▸ **Brief**
Lay out everything from the first line of the data down to and including the line containing "(0, 140), (448, 191)" as a numbered list, with blank lines left out. Leave the pictures out of the list.

▸ **Dataset extract**
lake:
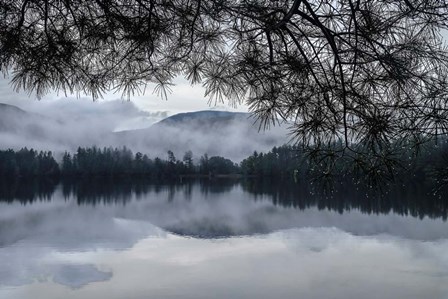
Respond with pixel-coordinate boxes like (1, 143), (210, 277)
(0, 179), (448, 299)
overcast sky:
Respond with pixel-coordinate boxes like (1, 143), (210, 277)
(0, 77), (248, 129)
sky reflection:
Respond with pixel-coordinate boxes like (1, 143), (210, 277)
(0, 185), (448, 299)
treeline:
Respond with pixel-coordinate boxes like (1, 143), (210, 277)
(61, 147), (240, 178)
(0, 148), (60, 177)
(0, 140), (448, 191)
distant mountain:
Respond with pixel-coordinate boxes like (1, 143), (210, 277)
(158, 110), (250, 125)
(117, 111), (288, 161)
(0, 104), (288, 162)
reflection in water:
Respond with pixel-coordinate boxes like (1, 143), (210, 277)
(0, 180), (448, 299)
(0, 178), (448, 220)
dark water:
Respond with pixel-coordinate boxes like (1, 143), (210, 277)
(0, 179), (448, 299)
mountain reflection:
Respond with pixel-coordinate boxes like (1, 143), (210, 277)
(0, 178), (448, 220)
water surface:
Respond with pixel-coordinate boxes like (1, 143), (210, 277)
(0, 180), (448, 299)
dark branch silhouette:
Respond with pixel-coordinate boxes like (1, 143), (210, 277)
(0, 0), (448, 176)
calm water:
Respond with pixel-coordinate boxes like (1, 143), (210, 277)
(0, 180), (448, 299)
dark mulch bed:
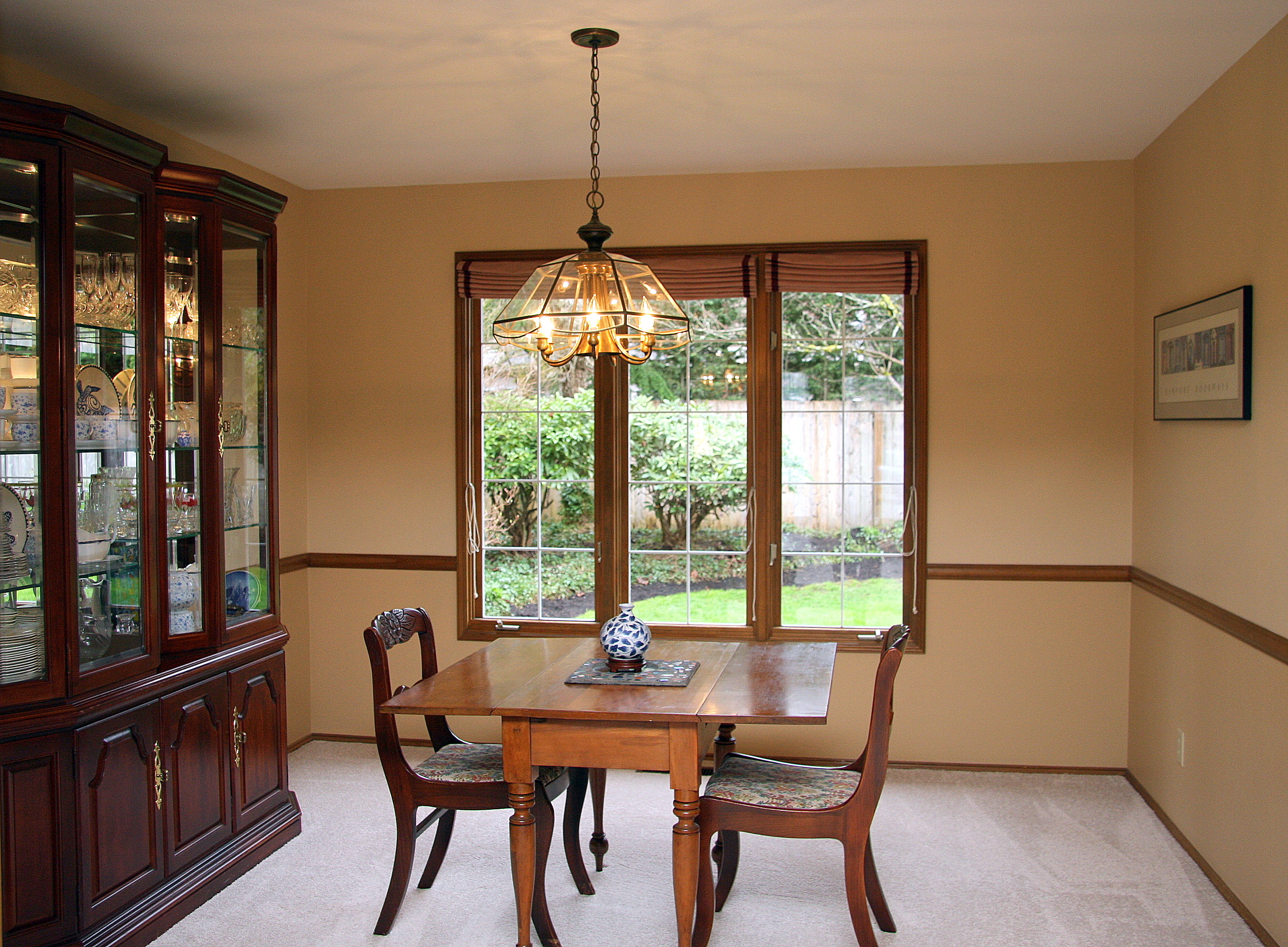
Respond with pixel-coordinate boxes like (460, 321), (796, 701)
(510, 576), (747, 618)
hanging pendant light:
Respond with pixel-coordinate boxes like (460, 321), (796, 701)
(492, 27), (689, 365)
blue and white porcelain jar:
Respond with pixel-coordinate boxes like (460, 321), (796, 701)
(599, 602), (653, 672)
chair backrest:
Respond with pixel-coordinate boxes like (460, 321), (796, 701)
(362, 608), (459, 781)
(848, 625), (909, 808)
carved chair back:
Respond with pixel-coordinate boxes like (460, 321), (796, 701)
(362, 608), (461, 781)
(846, 625), (909, 812)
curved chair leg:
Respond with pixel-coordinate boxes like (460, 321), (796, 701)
(563, 767), (595, 894)
(715, 831), (742, 911)
(863, 835), (898, 934)
(375, 807), (416, 934)
(841, 839), (877, 947)
(532, 786), (560, 947)
(692, 830), (721, 947)
(416, 809), (456, 888)
(590, 769), (608, 871)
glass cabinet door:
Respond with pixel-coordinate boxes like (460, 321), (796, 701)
(163, 213), (204, 640)
(219, 223), (273, 627)
(73, 174), (145, 674)
(0, 159), (47, 684)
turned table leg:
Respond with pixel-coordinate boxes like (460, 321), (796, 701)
(670, 723), (702, 947)
(510, 782), (537, 947)
(501, 717), (537, 947)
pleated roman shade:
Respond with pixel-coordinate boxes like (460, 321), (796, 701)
(456, 250), (919, 299)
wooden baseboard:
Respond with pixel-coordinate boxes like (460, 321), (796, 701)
(287, 733), (1280, 947)
(1127, 770), (1279, 947)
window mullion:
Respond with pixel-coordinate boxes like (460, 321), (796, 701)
(595, 358), (630, 622)
(747, 274), (782, 640)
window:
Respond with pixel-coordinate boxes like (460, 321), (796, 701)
(457, 244), (925, 647)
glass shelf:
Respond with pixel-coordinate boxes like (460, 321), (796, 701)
(0, 557), (123, 591)
(76, 322), (137, 338)
(0, 438), (143, 454)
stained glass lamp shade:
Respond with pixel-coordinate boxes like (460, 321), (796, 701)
(492, 250), (689, 365)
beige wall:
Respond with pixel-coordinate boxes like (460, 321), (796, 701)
(308, 163), (1131, 767)
(0, 57), (318, 739)
(1130, 16), (1288, 943)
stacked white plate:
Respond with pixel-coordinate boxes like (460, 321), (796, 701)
(0, 623), (45, 684)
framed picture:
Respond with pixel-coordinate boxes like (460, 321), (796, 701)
(1154, 286), (1252, 421)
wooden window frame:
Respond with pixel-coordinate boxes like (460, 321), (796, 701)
(456, 241), (928, 652)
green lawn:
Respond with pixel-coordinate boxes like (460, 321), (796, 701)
(577, 578), (903, 627)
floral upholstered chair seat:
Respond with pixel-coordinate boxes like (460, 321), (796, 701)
(416, 743), (563, 786)
(706, 754), (859, 809)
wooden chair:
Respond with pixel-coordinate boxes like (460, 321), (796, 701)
(693, 625), (908, 947)
(362, 608), (608, 947)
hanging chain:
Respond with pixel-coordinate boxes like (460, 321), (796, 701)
(586, 44), (604, 216)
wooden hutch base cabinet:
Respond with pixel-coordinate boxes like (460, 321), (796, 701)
(0, 94), (300, 947)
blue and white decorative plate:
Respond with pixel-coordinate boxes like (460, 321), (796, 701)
(76, 365), (121, 417)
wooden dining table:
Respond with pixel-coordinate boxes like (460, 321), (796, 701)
(380, 638), (836, 947)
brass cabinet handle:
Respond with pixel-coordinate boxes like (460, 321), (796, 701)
(152, 743), (170, 809)
(148, 391), (157, 460)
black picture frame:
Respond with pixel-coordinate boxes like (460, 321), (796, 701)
(1154, 286), (1252, 421)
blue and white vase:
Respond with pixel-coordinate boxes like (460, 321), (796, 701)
(599, 602), (653, 672)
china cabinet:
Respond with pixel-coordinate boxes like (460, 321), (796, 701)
(0, 94), (299, 947)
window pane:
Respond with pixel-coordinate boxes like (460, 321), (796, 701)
(630, 299), (747, 625)
(782, 293), (904, 627)
(483, 550), (540, 617)
(481, 299), (595, 621)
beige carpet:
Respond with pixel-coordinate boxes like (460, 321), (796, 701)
(154, 742), (1258, 947)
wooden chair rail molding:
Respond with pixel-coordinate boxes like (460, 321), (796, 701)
(279, 553), (1288, 663)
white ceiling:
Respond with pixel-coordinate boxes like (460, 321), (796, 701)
(0, 0), (1288, 188)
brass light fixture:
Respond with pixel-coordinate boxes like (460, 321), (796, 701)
(492, 27), (689, 365)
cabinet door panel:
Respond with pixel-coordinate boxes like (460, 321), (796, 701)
(228, 654), (287, 831)
(161, 675), (232, 875)
(0, 737), (76, 947)
(76, 701), (163, 925)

▸ **The output**
1. lake:
2. Respond with pixel-coordinate boxes like (1, 143), (210, 277)
3. (0, 179), (448, 299)
4. overcast sky:
5. Respond with pixel-coordinate boxes like (1, 143), (210, 277)
6. (0, 77), (248, 129)
7. sky reflection:
8. Respond with pixel-coordinate boxes like (1, 143), (210, 277)
9. (0, 185), (448, 299)
10. treeline:
11. Respond with pixel-coordinate boxes like (1, 143), (210, 277)
12. (61, 147), (240, 178)
13. (0, 148), (60, 177)
14. (0, 140), (448, 191)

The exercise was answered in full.